- Directions for this task
Copy the lines below as they are; omit the images they contain.

- Data for the task
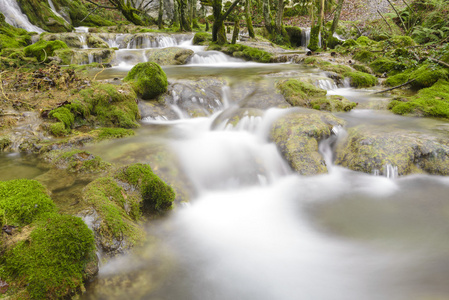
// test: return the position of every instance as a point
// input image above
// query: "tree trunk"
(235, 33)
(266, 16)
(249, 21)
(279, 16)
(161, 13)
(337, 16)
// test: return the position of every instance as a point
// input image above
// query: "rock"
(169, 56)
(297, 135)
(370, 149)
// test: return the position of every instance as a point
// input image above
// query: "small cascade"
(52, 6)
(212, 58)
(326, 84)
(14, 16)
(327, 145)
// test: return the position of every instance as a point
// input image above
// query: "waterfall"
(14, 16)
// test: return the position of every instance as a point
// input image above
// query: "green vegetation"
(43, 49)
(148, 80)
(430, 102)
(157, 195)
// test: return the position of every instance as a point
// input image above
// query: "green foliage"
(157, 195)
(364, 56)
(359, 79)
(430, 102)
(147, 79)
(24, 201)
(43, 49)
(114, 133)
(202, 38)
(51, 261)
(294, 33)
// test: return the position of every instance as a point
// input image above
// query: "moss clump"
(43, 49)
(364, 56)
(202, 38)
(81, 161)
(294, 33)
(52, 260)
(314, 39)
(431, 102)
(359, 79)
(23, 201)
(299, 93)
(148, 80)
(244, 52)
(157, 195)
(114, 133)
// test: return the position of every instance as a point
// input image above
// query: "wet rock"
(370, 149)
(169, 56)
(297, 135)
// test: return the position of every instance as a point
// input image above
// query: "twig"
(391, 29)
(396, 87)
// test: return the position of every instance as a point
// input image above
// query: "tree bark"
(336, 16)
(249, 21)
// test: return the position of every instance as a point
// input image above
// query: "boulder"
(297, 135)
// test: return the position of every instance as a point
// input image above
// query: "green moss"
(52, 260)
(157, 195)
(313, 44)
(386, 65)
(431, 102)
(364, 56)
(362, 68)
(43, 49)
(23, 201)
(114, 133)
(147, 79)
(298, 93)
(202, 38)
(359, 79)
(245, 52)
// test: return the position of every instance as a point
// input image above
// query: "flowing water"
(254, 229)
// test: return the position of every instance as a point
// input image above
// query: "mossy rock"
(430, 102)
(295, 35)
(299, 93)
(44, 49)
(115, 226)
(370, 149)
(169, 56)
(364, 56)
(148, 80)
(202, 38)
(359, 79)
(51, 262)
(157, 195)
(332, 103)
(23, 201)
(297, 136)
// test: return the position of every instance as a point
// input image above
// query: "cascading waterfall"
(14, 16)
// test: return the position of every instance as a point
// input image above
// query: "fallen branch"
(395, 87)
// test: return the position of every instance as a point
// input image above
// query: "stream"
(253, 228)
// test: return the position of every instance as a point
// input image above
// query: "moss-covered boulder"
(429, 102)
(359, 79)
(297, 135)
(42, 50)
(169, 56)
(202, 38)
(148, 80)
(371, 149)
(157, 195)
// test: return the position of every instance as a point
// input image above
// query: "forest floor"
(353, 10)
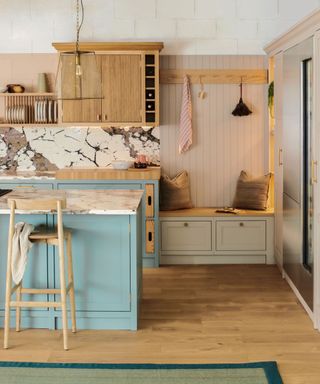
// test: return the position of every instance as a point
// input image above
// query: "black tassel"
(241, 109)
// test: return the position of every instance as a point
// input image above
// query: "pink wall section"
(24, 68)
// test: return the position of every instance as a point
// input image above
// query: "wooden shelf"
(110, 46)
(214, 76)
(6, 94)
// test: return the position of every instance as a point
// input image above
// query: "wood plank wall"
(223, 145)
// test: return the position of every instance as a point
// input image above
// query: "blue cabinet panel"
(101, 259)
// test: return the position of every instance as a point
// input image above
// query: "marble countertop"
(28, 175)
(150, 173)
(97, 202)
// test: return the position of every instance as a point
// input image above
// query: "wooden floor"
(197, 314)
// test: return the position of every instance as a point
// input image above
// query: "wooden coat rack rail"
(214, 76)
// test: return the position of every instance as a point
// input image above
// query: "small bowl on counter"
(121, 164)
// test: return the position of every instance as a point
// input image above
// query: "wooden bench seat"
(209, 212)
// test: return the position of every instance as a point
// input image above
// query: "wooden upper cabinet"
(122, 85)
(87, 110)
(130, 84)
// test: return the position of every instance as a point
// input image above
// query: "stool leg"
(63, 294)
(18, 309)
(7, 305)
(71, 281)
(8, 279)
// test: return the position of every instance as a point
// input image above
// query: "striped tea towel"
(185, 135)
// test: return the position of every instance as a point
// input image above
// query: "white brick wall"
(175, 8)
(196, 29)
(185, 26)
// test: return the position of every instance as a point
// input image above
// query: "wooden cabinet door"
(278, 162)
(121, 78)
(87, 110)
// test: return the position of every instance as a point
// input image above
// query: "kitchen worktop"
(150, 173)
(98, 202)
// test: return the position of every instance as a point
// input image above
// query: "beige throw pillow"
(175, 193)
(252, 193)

- Solution below
// test: return the position of every instance as a point
// input image above
// query: "tree trunk"
(235, 33)
(266, 16)
(249, 21)
(279, 16)
(161, 13)
(337, 16)
// test: return the position of every instance as a point
// input image above
// query: "rock"
(169, 56)
(297, 135)
(370, 149)
// test: return the position of every instance as a point
// input image above
// query: "small cascade"
(52, 6)
(212, 58)
(326, 84)
(14, 16)
(327, 145)
// test: return the position of every instance as a point
// input image above
// query: "waterfall"
(14, 16)
// test: return the position of every instance as a point
// input image above
// query: "green vegetation"
(43, 49)
(148, 80)
(430, 102)
(157, 195)
// test: return the position of every instance as a point
// input image above
// query: "green foliage"
(157, 195)
(364, 56)
(359, 79)
(430, 102)
(147, 79)
(24, 201)
(43, 49)
(114, 133)
(202, 38)
(51, 261)
(294, 33)
// test: return the position of every instance as a point
// input image above
// query: "moss clump"
(43, 49)
(364, 56)
(202, 38)
(81, 161)
(294, 33)
(52, 260)
(314, 39)
(431, 102)
(359, 79)
(23, 201)
(299, 93)
(148, 80)
(244, 52)
(157, 195)
(114, 133)
// test: return the position of every instance as a point
// input image above
// query: "wet rock"
(370, 149)
(169, 56)
(297, 135)
// test: return the position of every instance as a point
// input image above
// query: "twig"
(391, 29)
(396, 87)
// test: return the position of every instance as a point
// input image above
// query: "tree bark"
(336, 16)
(249, 21)
// test: return the position of every instance as a point
// input image above
// query: "boulder"
(297, 135)
// test: return the position of every instance as a point
// input image above
// query: "green moss"
(52, 260)
(157, 195)
(313, 44)
(386, 65)
(431, 102)
(364, 56)
(362, 68)
(43, 49)
(23, 201)
(114, 133)
(147, 79)
(298, 93)
(202, 38)
(359, 79)
(245, 52)
// test: return the position of every instance as a point
// input image above
// query: "flowing water"
(254, 229)
// test: return the position of every instance as a point
// input image above
// query: "mossy rock"
(430, 102)
(295, 35)
(299, 93)
(44, 49)
(115, 226)
(370, 149)
(169, 56)
(364, 56)
(148, 80)
(202, 38)
(359, 79)
(51, 262)
(157, 195)
(332, 103)
(23, 201)
(297, 136)
// test: return the position of every instance as a point
// input image above
// query: "cascading waterfall"
(14, 16)
// test: return the position of every instance as a point
// input image above
// query: "fallen branch"
(395, 87)
// test: return the position of every instance as a point
// input image above
// query: "stream"
(253, 228)
// test: return the position of every instance as a point
// input image above
// query: "moss-covered boulder"
(429, 102)
(359, 79)
(297, 135)
(42, 50)
(169, 56)
(202, 38)
(148, 80)
(371, 149)
(157, 195)
// test: return the position of every instance as a point
// input image above
// query: "forest floor"
(353, 10)
// test: return the position of every instance as a point
// input image above
// query: "black tassel"
(241, 109)
// test: return the position of every instance as a point
// input image above
// query: "pink wall section"
(24, 68)
// test: return the position of every instance as a point
// input image above
// query: "wooden shelf"
(110, 46)
(214, 76)
(6, 94)
// test: return the position of every instance as a point
// input image above
// query: "wood plank wall"
(223, 145)
// test: return the position of every instance as a point
// input image above
// query: "blue cabinet panel"
(101, 259)
// test: return the position of every instance as a point
// input image above
// query: "marble countertop"
(28, 175)
(150, 173)
(97, 202)
// test: return the position of every instance as a point
// input image above
// query: "wooden floor"
(197, 314)
// test: return the position of every instance as a point
// input image above
// query: "wooden coat rack rail"
(214, 76)
// test: return the position of every instance as a point
// input image above
// query: "small bowl on counter"
(121, 164)
// test: return the position of every instance as a point
// input image above
// query: "wooden bench seat"
(209, 212)
// test: return the position of every instance as a point
// input image above
// query: "wooden upper cabinet"
(122, 85)
(87, 110)
(130, 84)
// test: return the position of every instance as a point
// input image above
// query: "stool leg"
(63, 294)
(18, 309)
(7, 305)
(71, 281)
(8, 279)
// test: return the position of every instance as a point
// input image above
// query: "striped tea towel"
(185, 135)
// test: return the position of every instance as a point
// input image above
// query: "white brick wall"
(175, 8)
(196, 29)
(185, 26)
// test: return the position of every instance as a point
// input image above
// query: "wooden cabinet door"
(278, 162)
(121, 78)
(87, 110)
// test: return the position of every instance as a point
// input image above
// query: "kitchen worktop"
(150, 173)
(98, 202)
// test: return the position of every instance as a point
// input image above
// query: "beige throw pillow"
(175, 193)
(252, 193)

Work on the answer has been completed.